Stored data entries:
#####
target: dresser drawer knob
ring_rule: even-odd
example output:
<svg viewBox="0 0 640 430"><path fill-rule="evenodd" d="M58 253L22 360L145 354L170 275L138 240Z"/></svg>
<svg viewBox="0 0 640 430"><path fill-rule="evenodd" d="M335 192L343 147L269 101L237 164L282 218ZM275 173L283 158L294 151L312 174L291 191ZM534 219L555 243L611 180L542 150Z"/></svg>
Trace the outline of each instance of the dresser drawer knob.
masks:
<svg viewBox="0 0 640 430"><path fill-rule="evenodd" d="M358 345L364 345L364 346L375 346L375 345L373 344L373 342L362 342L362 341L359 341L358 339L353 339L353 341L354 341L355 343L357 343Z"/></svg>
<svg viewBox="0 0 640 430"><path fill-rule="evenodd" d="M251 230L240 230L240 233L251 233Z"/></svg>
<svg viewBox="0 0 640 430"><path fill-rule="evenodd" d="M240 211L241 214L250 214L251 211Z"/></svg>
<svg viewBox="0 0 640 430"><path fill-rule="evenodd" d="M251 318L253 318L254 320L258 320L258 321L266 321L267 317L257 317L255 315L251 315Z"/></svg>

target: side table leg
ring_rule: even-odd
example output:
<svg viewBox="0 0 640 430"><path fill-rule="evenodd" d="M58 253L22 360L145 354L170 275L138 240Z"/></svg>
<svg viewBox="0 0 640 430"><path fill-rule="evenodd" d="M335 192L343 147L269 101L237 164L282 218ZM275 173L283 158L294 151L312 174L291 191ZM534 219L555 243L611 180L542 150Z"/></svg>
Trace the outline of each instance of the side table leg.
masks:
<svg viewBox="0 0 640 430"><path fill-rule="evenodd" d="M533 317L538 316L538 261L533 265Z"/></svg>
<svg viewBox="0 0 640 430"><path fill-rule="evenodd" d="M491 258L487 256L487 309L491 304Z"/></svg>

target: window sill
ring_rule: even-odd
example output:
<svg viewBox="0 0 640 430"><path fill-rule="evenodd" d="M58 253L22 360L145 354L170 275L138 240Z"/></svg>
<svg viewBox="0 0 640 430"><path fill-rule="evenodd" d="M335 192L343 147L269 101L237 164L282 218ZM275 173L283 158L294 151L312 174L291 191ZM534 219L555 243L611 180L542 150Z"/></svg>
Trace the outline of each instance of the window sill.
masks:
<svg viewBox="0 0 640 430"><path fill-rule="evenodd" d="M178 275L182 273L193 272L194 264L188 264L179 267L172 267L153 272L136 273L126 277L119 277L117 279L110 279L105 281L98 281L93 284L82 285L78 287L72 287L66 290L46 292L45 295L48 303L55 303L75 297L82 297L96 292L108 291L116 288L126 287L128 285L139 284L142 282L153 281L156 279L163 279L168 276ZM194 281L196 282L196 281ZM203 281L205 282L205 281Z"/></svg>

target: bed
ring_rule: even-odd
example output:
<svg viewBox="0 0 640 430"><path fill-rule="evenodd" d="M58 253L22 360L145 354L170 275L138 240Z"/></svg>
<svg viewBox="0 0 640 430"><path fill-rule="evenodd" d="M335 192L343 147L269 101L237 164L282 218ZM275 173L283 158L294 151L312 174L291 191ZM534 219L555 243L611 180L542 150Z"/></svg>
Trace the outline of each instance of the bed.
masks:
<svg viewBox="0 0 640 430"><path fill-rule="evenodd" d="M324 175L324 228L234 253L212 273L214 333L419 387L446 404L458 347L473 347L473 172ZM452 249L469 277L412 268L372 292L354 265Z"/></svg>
#####
▸ TASK BRIEF
Down to the last line, copy the entries above exactly.

▸ EXERCISE OUTPUT
target: dresser drawer knob
ring_rule: even-odd
example output:
<svg viewBox="0 0 640 430"><path fill-rule="evenodd" d="M58 253L22 360L145 354L170 275L138 240Z"/></svg>
<svg viewBox="0 0 640 430"><path fill-rule="evenodd" d="M335 192L343 147L269 101L237 164L282 218ZM275 173L283 158L294 151L312 174L291 191ZM534 219L555 243L611 180L542 150Z"/></svg>
Trace the outline of each instance of the dresser drawer knob.
masks:
<svg viewBox="0 0 640 430"><path fill-rule="evenodd" d="M358 345L364 345L364 346L375 346L375 345L373 344L373 342L362 342L362 341L359 341L358 339L353 339L353 341L354 341L355 343L357 343Z"/></svg>
<svg viewBox="0 0 640 430"><path fill-rule="evenodd" d="M251 230L240 230L240 233L251 233Z"/></svg>
<svg viewBox="0 0 640 430"><path fill-rule="evenodd" d="M240 211L241 214L250 214L251 211Z"/></svg>
<svg viewBox="0 0 640 430"><path fill-rule="evenodd" d="M251 318L253 318L254 320L258 320L258 321L266 321L267 317L257 317L255 315L251 315Z"/></svg>

target: side table leg
ring_rule: even-odd
example output:
<svg viewBox="0 0 640 430"><path fill-rule="evenodd" d="M58 253L22 360L145 354L170 275L138 240Z"/></svg>
<svg viewBox="0 0 640 430"><path fill-rule="evenodd" d="M335 192L343 147L269 101L237 164L282 218ZM275 173L283 158L294 151L312 174L291 191ZM534 219L555 243L611 180L542 150Z"/></svg>
Trace the outline of each instance of the side table leg.
masks:
<svg viewBox="0 0 640 430"><path fill-rule="evenodd" d="M533 317L538 316L538 261L533 265Z"/></svg>
<svg viewBox="0 0 640 430"><path fill-rule="evenodd" d="M491 258L487 256L487 309L491 304Z"/></svg>

target: window sill
ring_rule: even-odd
example output:
<svg viewBox="0 0 640 430"><path fill-rule="evenodd" d="M58 253L22 360L145 354L170 275L138 240Z"/></svg>
<svg viewBox="0 0 640 430"><path fill-rule="evenodd" d="M335 192L343 147L269 101L237 164L282 218ZM275 173L283 158L294 151L312 174L291 191ZM534 219L555 243L611 180L542 150Z"/></svg>
Trace the outline of each instance of the window sill.
masks:
<svg viewBox="0 0 640 430"><path fill-rule="evenodd" d="M178 275L182 273L193 272L194 264L188 264L179 267L172 267L153 272L136 273L126 277L119 277L117 279L110 279L105 281L98 281L93 284L82 285L78 287L72 287L66 290L46 292L45 295L48 303L55 303L75 297L82 297L96 292L108 291L116 288L126 287L128 285L139 284L142 282L153 281L156 279L163 279L168 276ZM194 281L196 282L196 281ZM203 281L205 282L205 281Z"/></svg>

target: bed
ring_rule: even-odd
example output:
<svg viewBox="0 0 640 430"><path fill-rule="evenodd" d="M58 253L22 360L145 354L170 275L138 240Z"/></svg>
<svg viewBox="0 0 640 430"><path fill-rule="evenodd" d="M335 192L343 147L269 101L237 164L282 218ZM275 173L283 158L294 151L312 174L291 191ZM534 219L555 243L611 180L542 150Z"/></svg>
Trace the outline of each instance of the bed.
masks:
<svg viewBox="0 0 640 430"><path fill-rule="evenodd" d="M324 175L324 228L234 253L212 273L214 333L419 387L446 404L458 347L473 347L473 172ZM452 249L469 277L412 268L372 292L354 265Z"/></svg>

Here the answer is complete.